## SUPPLIED RECORDS
○ ○ ○
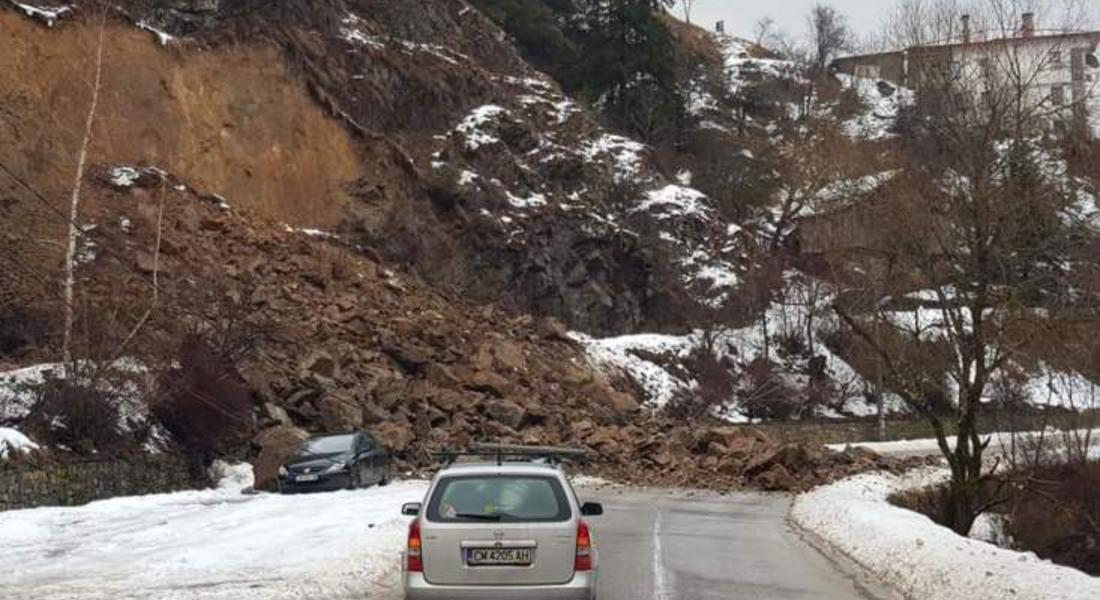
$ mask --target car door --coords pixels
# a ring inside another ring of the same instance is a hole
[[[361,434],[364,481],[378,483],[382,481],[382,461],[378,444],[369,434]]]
○ ○ ○
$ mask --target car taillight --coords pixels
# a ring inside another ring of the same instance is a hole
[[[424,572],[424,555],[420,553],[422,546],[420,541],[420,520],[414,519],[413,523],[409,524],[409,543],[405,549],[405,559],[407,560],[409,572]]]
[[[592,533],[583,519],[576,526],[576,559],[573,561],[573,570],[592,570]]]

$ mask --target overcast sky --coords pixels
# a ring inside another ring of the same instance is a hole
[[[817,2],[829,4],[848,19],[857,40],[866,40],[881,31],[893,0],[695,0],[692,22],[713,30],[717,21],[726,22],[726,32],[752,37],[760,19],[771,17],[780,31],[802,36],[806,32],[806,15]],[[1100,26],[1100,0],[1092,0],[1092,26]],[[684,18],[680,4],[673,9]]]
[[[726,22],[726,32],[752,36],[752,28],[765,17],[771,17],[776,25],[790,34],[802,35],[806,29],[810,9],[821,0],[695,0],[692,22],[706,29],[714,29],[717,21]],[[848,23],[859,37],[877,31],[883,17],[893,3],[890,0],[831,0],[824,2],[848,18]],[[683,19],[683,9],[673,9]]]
○ ○ ○
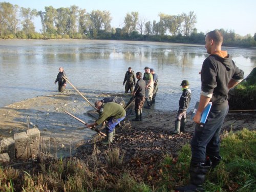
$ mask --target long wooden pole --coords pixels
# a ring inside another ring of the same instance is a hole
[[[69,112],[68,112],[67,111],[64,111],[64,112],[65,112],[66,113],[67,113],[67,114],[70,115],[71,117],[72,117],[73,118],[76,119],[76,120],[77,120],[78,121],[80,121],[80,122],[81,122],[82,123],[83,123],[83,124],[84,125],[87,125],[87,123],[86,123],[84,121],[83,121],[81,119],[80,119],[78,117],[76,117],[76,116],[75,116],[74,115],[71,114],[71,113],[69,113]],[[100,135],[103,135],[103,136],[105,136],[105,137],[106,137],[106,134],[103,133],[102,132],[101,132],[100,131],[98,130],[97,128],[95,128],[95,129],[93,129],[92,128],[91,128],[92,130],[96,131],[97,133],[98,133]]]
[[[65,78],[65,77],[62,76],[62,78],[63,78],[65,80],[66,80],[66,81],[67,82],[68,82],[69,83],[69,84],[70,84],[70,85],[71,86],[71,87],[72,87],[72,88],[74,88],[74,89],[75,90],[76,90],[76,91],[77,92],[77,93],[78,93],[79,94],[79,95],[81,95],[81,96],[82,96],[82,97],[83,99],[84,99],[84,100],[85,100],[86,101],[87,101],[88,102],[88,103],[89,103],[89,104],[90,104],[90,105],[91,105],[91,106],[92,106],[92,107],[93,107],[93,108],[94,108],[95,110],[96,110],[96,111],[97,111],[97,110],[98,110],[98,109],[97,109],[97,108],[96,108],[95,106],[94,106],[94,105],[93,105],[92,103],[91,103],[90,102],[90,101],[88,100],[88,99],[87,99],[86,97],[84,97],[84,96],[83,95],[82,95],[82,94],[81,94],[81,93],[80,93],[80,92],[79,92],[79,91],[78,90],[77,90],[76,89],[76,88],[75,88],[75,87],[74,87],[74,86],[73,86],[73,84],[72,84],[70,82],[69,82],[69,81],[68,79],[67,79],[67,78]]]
○ ○ ○
## STATED GOAL
Find every line in the records that contains the string "coords", treating uppercase and lowercase as different, and copy each of those lines in full.

## SOLVED EXERCISE
$ mask --target car door --coords pixels
$ mask --target car taillight --coords pixels
$ mask --target overcast sky --coords pixels
$ mask --target long wooden pole --coords pixels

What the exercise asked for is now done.